-- START --
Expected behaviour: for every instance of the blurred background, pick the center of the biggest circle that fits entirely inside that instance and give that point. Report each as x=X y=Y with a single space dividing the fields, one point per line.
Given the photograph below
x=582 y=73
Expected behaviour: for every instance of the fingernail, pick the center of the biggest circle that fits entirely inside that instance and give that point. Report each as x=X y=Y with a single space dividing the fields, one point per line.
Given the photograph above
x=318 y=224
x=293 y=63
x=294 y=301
-- END --
-- START --
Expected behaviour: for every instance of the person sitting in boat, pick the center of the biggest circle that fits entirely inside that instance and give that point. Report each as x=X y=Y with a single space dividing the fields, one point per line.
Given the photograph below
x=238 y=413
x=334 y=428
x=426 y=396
-- END --
-- START --
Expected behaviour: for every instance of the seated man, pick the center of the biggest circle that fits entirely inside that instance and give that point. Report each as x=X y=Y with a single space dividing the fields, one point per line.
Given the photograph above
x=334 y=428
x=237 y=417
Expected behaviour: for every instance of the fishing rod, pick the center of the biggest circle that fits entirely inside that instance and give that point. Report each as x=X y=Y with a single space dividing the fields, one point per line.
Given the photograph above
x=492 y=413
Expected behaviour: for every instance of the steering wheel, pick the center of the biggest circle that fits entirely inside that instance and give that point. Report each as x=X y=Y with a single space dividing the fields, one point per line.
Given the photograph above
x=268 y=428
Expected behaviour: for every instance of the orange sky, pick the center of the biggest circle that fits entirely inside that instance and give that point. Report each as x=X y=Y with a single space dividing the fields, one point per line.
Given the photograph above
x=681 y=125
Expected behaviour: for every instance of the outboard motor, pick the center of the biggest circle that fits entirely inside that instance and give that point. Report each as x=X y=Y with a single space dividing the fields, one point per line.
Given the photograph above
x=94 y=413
-- END --
=== Given task ===
Output as a numbered list the rows starting with the line that contains "Expected behaviour: for every instance of the fishing" and going on through the line that contains "x=492 y=413", omitting any blank lines.

=== Complete response ===
1. Expected behaviour: for every instance of the fishing rod, pick the center of the biggest circle that fits entirely inside that instance and give that point. Report each as x=X y=Y with a single space dividing the fields, one point per line.
2. Given the photograph above
3. x=492 y=413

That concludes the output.